◆ **Information provided**:
########

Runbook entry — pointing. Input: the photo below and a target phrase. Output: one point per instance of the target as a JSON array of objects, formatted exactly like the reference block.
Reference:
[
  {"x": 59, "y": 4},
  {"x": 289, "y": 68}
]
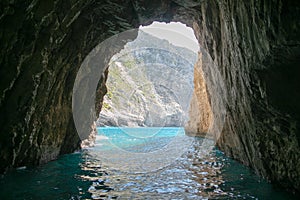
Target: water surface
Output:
[{"x": 84, "y": 175}]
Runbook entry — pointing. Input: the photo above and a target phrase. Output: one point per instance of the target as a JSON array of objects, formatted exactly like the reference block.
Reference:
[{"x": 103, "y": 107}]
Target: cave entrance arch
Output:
[{"x": 92, "y": 77}]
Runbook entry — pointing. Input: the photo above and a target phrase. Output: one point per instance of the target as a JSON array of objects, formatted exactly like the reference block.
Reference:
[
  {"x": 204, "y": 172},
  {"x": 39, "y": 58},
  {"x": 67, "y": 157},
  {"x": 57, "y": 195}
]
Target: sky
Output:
[{"x": 175, "y": 32}]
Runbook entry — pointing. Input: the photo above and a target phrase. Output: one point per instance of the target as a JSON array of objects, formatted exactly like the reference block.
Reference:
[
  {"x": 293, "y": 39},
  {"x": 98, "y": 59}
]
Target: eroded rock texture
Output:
[{"x": 254, "y": 45}]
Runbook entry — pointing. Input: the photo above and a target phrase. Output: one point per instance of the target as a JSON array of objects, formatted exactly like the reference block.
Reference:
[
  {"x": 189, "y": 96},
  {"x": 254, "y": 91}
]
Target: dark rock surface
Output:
[{"x": 254, "y": 44}]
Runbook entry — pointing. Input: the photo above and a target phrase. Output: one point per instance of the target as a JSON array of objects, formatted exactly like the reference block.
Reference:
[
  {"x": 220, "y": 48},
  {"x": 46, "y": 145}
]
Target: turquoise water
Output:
[{"x": 84, "y": 175}]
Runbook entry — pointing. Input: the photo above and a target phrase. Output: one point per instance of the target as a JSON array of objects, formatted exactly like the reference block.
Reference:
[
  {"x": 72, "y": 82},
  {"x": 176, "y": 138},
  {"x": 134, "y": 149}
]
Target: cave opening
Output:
[
  {"x": 150, "y": 81},
  {"x": 150, "y": 86}
]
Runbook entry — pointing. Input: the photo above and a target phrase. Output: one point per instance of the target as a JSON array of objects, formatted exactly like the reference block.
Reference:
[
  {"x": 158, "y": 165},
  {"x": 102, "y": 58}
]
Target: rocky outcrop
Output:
[
  {"x": 253, "y": 44},
  {"x": 138, "y": 95}
]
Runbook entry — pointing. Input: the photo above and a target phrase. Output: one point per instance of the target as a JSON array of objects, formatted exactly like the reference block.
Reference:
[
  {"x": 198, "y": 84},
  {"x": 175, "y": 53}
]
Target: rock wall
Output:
[
  {"x": 254, "y": 44},
  {"x": 138, "y": 95}
]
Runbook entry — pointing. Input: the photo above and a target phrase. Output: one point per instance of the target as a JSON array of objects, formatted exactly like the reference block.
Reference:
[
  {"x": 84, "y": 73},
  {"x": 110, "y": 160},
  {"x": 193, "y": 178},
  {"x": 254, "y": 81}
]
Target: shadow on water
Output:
[{"x": 82, "y": 176}]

########

◆ **Exercise aim**:
List each line of the records that holds the string "surface".

◆ **Output of the exercise**:
Target: water surface
Target: dark rock surface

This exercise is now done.